In the records below, begin at the line that has "Need: a point on each instance of the shadow of" and stop after the line that has "Need: a point on each instance of the chevron"; quote those lines verbatim and nothing more.

▽

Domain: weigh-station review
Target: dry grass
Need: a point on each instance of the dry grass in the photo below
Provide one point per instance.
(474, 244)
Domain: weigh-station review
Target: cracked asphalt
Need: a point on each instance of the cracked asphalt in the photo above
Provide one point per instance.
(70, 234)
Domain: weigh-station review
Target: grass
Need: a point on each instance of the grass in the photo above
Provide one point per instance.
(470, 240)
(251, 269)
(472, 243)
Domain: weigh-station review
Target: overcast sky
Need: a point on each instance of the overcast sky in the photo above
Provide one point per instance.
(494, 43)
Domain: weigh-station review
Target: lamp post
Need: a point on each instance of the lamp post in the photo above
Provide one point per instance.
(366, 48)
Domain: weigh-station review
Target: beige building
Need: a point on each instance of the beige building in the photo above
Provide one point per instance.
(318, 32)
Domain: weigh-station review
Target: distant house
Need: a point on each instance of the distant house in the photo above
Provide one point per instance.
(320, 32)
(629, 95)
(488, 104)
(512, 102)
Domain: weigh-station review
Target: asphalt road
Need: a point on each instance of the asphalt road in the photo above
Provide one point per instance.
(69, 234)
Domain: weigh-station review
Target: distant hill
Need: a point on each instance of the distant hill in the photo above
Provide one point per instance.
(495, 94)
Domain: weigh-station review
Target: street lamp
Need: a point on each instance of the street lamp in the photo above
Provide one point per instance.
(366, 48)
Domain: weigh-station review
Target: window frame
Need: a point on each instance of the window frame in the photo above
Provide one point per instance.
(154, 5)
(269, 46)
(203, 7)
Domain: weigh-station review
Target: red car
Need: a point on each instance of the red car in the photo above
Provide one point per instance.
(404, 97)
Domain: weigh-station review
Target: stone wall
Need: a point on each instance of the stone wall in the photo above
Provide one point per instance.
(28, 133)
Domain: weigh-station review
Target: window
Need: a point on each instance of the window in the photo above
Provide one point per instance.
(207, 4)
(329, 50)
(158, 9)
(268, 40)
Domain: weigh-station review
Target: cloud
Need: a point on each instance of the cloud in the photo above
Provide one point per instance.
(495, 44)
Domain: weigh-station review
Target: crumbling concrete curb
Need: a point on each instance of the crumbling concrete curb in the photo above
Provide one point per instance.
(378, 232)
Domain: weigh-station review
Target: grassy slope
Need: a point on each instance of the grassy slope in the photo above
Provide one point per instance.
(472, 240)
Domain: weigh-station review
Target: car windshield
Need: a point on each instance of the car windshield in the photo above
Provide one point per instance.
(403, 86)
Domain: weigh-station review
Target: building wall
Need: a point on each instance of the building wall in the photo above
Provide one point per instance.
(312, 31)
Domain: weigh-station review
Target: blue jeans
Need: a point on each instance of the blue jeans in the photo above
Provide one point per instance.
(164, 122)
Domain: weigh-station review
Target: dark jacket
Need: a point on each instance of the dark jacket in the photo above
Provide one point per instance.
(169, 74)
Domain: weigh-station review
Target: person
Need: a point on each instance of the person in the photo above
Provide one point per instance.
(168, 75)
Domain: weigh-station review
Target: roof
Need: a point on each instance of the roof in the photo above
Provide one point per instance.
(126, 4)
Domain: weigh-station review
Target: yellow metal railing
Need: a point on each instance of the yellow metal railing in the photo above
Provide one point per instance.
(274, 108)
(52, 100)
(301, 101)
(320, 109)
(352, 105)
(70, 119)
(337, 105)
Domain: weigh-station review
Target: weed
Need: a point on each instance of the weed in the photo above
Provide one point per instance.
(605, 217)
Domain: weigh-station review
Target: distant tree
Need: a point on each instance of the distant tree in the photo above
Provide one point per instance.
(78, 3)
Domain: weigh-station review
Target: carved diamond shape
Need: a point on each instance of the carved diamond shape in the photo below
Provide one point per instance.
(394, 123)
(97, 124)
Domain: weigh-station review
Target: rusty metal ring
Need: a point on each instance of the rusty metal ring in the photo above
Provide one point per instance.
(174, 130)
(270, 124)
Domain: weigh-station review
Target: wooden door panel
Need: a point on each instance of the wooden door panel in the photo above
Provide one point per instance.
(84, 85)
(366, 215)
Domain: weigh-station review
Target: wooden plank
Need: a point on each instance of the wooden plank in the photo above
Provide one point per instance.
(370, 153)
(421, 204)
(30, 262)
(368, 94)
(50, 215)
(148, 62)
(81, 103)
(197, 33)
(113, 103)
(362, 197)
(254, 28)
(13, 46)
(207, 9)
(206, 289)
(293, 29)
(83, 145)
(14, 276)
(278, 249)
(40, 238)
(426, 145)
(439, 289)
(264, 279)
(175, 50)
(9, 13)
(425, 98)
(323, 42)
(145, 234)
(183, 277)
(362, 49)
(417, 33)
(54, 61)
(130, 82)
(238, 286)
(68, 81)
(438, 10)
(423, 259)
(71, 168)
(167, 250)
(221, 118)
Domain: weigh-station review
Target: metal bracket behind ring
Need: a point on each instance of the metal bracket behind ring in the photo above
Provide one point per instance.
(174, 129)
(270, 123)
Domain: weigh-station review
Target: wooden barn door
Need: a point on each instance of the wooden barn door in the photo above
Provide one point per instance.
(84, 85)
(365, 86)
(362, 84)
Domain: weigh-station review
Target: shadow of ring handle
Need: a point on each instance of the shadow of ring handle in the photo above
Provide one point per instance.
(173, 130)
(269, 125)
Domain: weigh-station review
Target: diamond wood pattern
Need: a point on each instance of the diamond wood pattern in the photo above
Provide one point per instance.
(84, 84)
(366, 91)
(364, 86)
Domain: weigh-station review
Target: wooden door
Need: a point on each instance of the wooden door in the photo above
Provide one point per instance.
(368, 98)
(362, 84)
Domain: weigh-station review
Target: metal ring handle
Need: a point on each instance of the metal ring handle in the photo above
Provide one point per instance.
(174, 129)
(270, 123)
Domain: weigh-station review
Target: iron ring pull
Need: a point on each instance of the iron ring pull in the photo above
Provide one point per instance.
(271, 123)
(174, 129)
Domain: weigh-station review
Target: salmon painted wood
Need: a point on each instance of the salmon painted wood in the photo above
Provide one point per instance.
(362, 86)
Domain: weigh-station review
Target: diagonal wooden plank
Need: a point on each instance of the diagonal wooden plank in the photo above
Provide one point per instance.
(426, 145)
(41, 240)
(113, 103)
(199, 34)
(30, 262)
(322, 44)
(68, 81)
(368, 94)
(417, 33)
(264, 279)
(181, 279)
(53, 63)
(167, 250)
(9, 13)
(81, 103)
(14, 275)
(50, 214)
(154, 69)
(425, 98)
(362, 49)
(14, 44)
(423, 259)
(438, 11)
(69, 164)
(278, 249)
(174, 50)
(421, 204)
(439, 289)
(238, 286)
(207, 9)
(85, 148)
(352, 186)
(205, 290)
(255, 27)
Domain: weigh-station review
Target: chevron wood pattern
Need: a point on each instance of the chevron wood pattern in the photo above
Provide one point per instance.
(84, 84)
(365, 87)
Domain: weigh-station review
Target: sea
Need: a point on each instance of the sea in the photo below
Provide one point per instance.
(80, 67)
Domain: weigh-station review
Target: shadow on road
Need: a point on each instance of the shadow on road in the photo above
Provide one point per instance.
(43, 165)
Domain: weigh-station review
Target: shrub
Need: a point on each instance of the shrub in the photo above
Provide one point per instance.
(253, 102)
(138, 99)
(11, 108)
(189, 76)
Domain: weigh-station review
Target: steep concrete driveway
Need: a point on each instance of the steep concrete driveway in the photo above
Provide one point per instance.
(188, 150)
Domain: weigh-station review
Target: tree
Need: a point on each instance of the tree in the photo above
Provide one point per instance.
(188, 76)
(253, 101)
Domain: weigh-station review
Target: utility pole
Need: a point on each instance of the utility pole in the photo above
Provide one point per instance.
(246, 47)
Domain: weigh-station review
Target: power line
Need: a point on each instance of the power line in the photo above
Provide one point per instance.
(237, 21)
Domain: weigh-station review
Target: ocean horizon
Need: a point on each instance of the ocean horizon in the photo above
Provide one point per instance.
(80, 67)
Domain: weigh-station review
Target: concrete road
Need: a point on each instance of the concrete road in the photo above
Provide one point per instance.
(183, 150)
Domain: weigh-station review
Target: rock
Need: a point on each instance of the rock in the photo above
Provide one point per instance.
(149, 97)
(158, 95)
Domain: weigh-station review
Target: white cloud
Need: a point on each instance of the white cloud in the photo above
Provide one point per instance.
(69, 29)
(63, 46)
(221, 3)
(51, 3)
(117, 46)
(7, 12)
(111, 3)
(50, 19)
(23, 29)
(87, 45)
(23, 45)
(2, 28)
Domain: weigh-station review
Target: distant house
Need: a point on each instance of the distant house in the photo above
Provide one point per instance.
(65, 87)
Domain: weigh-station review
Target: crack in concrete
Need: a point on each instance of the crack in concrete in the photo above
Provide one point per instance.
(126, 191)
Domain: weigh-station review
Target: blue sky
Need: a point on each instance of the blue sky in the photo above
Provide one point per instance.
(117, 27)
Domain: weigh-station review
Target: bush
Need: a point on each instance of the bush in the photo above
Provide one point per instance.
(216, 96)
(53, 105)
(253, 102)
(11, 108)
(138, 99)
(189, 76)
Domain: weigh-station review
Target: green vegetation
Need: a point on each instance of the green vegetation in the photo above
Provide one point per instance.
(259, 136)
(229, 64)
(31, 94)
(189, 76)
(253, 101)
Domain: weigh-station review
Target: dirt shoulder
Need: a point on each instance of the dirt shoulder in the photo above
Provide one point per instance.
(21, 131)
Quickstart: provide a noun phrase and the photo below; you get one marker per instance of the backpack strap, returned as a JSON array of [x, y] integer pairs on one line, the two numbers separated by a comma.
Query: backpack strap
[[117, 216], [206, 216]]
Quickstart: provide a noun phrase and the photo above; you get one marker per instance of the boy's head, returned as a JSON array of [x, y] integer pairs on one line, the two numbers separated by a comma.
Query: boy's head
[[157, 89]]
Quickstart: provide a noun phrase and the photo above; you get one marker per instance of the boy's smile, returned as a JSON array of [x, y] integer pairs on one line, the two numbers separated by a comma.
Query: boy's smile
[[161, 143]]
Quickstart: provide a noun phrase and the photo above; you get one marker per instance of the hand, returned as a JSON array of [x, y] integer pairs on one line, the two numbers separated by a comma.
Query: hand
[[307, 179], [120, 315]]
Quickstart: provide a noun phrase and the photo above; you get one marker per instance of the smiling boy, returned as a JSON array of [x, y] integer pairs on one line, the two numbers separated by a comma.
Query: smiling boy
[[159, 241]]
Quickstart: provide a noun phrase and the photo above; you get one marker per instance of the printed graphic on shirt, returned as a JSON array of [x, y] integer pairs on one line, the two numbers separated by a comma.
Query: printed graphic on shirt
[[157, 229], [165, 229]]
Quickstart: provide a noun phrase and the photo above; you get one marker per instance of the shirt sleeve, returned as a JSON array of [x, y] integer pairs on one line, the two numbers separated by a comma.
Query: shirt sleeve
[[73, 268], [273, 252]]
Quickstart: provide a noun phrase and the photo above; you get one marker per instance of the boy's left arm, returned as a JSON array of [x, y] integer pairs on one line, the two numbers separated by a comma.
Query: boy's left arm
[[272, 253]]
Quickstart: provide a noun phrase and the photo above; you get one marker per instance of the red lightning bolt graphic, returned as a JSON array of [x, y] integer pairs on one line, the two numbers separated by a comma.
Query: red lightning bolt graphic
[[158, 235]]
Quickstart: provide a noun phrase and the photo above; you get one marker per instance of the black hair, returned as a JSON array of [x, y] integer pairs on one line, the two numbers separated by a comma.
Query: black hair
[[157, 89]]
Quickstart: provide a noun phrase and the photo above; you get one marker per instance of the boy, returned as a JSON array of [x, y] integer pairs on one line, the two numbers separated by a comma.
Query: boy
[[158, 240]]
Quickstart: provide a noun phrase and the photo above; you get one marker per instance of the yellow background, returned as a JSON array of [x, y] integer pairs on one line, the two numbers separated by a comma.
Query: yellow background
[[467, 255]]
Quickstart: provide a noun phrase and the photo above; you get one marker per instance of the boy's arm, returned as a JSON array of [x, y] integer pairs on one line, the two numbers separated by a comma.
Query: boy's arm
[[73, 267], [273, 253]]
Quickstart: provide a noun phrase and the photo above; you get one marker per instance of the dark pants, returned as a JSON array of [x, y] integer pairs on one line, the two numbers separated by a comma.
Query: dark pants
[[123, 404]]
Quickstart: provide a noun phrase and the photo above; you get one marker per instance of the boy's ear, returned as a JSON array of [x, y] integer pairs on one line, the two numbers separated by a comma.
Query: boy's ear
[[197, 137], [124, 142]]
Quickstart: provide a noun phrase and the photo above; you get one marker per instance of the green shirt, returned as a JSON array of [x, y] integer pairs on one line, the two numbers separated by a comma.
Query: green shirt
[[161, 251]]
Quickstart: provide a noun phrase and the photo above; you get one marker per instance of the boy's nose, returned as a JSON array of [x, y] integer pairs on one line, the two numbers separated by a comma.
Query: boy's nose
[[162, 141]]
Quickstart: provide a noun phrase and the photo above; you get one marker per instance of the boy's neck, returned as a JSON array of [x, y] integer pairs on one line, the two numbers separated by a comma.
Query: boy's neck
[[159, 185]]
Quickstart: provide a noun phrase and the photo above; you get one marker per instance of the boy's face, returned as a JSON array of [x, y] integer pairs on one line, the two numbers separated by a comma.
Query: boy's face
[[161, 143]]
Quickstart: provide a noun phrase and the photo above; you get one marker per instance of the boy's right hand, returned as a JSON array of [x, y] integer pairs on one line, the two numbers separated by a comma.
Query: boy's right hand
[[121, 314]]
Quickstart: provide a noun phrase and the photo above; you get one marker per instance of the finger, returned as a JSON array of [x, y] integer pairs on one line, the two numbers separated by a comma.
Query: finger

△

Task response:
Need: a point on each instance of the shadow of ring handle in the photo above
Provide one point per instance.
(173, 130)
(269, 125)
Domain: weigh-station review
Target: diamond wood pattern
Need: a point on each instance of the diamond wood pattern in the photo above
Provide one point per instance.
(84, 84)
(366, 91)
(364, 86)
Domain: weigh-station review
Target: wooden door
Need: a point on each instance of the wooden door in the photo above
Provide one point per instance.
(368, 98)
(362, 84)
Domain: weigh-station review
Target: metal ring handle
Need: a point on each instance of the metal ring handle in the photo above
Provide one point per instance.
(174, 129)
(270, 123)
Domain: weigh-station review
Target: iron ring pull
Need: a point on each instance of the iron ring pull in the photo above
Provide one point per instance.
(271, 123)
(174, 129)
Domain: weigh-station review
Target: salmon painted wood
Need: a point on each instance of the salmon painted wood in the photo above
Provide one point per instance.
(362, 86)
Domain: weigh-station review
Target: diagonal wooden plank
Need: a point on each instance of the diagonal wooden plank in the photo above
Provide one point per instance.
(426, 145)
(41, 240)
(113, 103)
(199, 34)
(30, 262)
(322, 44)
(68, 81)
(368, 94)
(417, 33)
(264, 279)
(181, 279)
(53, 63)
(167, 250)
(9, 13)
(81, 103)
(14, 275)
(50, 214)
(154, 69)
(425, 98)
(362, 49)
(14, 44)
(423, 259)
(438, 11)
(69, 164)
(278, 249)
(174, 50)
(421, 204)
(439, 289)
(238, 286)
(207, 9)
(85, 148)
(352, 186)
(205, 290)
(255, 27)
Domain: weigh-station review
Target: chevron wood pattern
Need: a point on each instance of the chevron wood pattern in the photo above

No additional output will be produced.